**DOCUMENT TEXT:**
Celebrity birthdays, highlights in history, plus more facts about this day
/ Source: The Associated Press

Today’s Highlight in History:

On Aug. 20, 1968, the Soviet Union and other Warsaw Pact nations began invading Czechoslovakia to crush the “Prague Spring” liberalization drive of Alexander Dubcek’s regime.

On this date:

In 1833, Benjamin Harrison, 23rd president of the United States, was born in North Bend, Ohio.

In 1866, President Andrew Johnson formally declared the Civil War over, months after fighting had stopped.

In 1914, German forces occupied Brussels, Belgium, during World War I.

In 1920, pioneering American radio station 8MK in Detroit (later WWJ) began daily broadcasting.

In 1940, British Prime Minister Winston Churchill paid tribute to the Royal Air Force, saying, “Never in the field of human conflict was so much owed by so many to so few.”

In 1953, the Soviet Union publicly acknowledged it had tested a hydrogen bomb.

In 1955, hundreds of people were killed in anti-French rioting in Morocco and Algeria.

**EXERCISES TO COMPLETE:**
1) Reproduce the Aug. 20 history list, everything from "In 1833, Benjamin" down to "Morocco and Algeria.".
2) Answer these from the Aug. 20 history list:
(a) Where was Benjamin Harrison born?
(b) Which city did German forces occupy in 1914?
(c) In what city did radio station 8MK begin daily broadcasting?
3) Extend the Aug. 20 history list with more entries, starting after its final one.

**GIVEN DATA:**

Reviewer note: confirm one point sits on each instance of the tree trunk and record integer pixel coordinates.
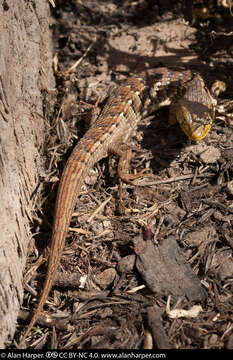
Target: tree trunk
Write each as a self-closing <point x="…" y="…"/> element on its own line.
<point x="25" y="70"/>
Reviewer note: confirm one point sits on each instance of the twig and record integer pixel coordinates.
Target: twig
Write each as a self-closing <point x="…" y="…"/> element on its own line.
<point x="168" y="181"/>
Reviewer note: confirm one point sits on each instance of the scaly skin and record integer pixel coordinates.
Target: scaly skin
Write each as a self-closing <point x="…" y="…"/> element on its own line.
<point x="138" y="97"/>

* * *

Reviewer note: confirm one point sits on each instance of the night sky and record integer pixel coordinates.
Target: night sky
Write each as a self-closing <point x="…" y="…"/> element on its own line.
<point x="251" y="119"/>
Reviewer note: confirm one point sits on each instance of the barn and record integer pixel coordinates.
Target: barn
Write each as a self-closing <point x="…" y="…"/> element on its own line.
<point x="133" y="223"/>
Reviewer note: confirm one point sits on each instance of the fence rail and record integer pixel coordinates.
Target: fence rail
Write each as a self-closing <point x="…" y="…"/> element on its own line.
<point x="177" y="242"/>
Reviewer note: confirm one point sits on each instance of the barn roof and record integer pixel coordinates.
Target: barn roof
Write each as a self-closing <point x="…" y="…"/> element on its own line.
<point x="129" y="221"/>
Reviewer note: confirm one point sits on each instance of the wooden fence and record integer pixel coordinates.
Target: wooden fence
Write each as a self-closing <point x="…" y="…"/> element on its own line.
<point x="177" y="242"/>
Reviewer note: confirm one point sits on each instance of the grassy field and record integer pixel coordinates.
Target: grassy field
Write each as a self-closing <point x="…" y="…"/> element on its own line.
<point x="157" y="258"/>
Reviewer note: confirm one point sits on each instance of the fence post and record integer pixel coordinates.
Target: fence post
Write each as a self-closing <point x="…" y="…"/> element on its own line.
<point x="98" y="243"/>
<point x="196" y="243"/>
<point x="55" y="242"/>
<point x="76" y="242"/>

--

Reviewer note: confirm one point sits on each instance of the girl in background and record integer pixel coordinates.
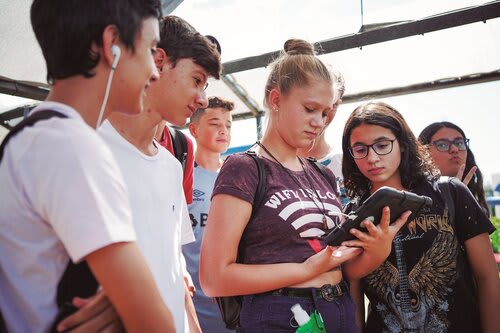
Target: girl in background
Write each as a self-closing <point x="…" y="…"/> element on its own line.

**ANSWERS TO EACH TASK:**
1)
In 1833, Benjamin Harrison, 23rd president of the United States, was born in North Bend, Ohio.

In 1866, President Andrew Johnson formally declared the Civil War over, months after fighting had stopped.

In 1914, German forces occupied Brussels, Belgium, during World War I.

In 1920, pioneering American radio station 8MK in Detroit (later WWJ) began daily broadcasting.

In 1940, British Prime Minister Winston Churchill paid tribute to the Royal Air Force, saying, “Never in the field of human conflict was so much owed by so many to so few.”

In 1953, the Soviet Union publicly acknowledged it had tested a hydrogen bomb.

In 1955, hundreds of people were killed in anti-French rioting in Morocco and Algeria.

2)
(a) North Bend, Ohio
(b) Brussels, Belgium
(c) Detroit

3)
In 1964, President Johnson signed a nearly $1 billion anti-poverty measure.

In 1977, the U.S. launched Voyager 2, an unmanned spacecraft carrying a 12-inch copper phonograph record containing greetings in dozens of languages, samples of music and sounds of nature.

In 1986, postal employee Patrick Henry Sherrill went on a deadly rampage at a post office in Edmond, Okla., shooting 14 fellow workers to death before killing himself.

Ten years ago: President Clinton approved the first minimum-wage increase in five years, raising the hourly minimum by 90 cents to $5.15 per hour over 13 months. Susan McDougal was sentenced in Little Rock, Ark., to two years in prison in a Whitewater fraud case. (She served three months of that sentence, but also 18 months for contempt for refusing to answer questions about President Clinton.)

Five years ago: Nikolay Soltys, a 27-year-old Ukrainian immigrant in Sacramento, Calif., fled after killing his wife and five other relatives. (Soltys was later captured, but ended up committing suicide in his jail cell.) Sir Fred Hoyle, the astronomer who coined the term “Big Bang” but never accepted that theory for the origin of the universe, died in Bournemouth, England, at age 86. Actress Kim Stanley died in Santa Fe, N.M., at age 76.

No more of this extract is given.